- Texte support -
----
03 AVRIL 2006

Publié le par Daddy

03 Avril 2006.
 
Impossible d’aligner deux mots, déjà que d’habitude ce n’est pas simple mais là…..
Ce n’est pas la panne, non, mais depuis notre retour et grâce à mes petits articles publiés sur le Web, je parviens à rester bien calé sur mon petit nuage et je n’ai pas du tout l’intention d’en redescendre. Alors je traîne, c’est toujours ça de pris.
SORRY.
Allez on y va quand meme....

Les rues de Saigon. (photo Daddy 2006).

Saigon les trottoirs fleuris. (photo Daddy 2006).

Durians, une friandise qui n'est pas au gout des occidentaux. (photo Daddy 2006).

Couleurs lumineuses des fruits du Dragon. (photo Daddy 2006).

Pomme de lait. (photo Daddy 2006).

Ce matin  on a pris le petit déj. dans le beau jardin de nos hôtes. Puis avec Thien nous sommes partis voir un petit marché. Nouvelle ballade dans la brousse. Une longue marche.
----
- Travail demandé -
Pouvez-vous extraire mot pour mot, dans le billet du 3 avril 2006, le passage qui va de « 03 Avril 2006. » jusqu'à « Saigon. (photo Daddy 2006). » ?
----
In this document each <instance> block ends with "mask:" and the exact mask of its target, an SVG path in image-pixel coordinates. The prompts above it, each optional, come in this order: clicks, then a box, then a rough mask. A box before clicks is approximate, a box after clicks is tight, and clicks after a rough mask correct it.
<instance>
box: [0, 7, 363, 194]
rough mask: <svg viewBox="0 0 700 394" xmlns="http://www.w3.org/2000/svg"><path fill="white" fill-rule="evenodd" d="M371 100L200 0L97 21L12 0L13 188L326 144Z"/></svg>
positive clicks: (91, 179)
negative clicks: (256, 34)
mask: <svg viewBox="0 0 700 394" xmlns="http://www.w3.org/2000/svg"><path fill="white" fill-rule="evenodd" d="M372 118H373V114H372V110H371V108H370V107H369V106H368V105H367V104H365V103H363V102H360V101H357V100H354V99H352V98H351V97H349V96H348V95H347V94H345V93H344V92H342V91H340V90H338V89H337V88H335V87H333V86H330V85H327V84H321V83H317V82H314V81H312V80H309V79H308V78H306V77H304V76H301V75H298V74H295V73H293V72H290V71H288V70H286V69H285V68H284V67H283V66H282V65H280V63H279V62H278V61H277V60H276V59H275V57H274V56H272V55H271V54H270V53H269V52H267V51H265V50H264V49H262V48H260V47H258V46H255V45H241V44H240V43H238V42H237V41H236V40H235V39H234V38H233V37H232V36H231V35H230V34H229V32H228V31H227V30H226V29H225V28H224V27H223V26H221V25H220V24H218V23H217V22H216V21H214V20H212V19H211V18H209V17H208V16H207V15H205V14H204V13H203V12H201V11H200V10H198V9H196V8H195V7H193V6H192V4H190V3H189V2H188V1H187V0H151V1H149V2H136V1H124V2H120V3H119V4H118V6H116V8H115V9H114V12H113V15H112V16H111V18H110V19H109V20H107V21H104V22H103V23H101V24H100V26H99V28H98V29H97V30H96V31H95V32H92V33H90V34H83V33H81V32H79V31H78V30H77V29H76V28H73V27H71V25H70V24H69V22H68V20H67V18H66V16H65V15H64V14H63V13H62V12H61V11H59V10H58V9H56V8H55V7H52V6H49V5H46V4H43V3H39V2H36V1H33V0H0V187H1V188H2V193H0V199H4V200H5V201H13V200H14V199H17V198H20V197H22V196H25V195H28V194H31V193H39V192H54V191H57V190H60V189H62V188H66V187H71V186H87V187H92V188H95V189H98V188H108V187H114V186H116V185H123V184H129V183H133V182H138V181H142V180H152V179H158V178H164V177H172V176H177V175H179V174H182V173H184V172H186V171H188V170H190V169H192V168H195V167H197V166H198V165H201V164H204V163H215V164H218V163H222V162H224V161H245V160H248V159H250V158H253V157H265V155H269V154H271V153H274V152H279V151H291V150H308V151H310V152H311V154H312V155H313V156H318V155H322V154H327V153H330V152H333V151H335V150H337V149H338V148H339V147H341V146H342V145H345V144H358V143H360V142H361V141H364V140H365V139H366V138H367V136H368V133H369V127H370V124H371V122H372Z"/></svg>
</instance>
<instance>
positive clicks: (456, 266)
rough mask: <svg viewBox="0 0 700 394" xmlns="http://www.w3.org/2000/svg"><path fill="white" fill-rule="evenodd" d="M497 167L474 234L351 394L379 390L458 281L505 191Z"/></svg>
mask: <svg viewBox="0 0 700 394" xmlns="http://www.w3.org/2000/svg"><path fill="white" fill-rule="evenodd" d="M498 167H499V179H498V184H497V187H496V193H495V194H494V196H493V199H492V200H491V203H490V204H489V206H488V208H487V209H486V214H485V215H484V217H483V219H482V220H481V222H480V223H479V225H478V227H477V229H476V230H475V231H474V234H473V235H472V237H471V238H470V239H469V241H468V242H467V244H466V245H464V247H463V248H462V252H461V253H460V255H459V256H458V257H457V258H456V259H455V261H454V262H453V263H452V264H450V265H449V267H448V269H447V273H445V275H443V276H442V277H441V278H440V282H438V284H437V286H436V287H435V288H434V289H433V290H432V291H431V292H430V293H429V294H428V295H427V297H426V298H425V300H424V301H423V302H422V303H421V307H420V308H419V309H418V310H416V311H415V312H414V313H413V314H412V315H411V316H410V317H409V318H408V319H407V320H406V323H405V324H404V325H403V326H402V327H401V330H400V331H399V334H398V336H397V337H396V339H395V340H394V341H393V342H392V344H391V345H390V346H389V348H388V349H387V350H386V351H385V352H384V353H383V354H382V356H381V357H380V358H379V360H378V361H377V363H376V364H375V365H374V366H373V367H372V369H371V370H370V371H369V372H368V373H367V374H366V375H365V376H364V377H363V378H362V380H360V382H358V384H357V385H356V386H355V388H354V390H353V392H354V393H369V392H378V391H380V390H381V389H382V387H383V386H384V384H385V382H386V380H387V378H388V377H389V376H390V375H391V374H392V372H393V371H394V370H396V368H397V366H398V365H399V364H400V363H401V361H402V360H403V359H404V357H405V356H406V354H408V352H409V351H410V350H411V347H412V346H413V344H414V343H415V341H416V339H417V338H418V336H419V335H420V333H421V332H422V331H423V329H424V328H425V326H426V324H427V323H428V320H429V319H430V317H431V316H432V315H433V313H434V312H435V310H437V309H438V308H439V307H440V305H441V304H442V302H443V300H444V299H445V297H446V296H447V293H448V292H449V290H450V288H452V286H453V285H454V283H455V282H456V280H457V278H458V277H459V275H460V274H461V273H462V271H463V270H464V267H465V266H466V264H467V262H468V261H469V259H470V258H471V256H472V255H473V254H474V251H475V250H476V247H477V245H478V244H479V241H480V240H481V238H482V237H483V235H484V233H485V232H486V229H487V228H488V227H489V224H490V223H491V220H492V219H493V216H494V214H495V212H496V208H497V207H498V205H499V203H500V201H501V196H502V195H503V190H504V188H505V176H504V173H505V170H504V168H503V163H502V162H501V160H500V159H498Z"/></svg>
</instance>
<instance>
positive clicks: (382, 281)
----
- Solution ci-dessous -
03 Avril 2006.
 
Impossible d’aligner deux mots, déjà que d’habitude ce n’est pas simple mais là…..
Ce n’est pas la panne, non, mais depuis notre retour et grâce à mes petits articles publiés sur le Web, je parviens à rester bien calé sur mon petit nuage et je n’ai pas du tout l’intention d’en redescendre. Alors je traîne, c’est toujours ça de pris.
SORRY.
Allez on y va quand meme....

Les rues de Saigon. (photo Daddy 2006).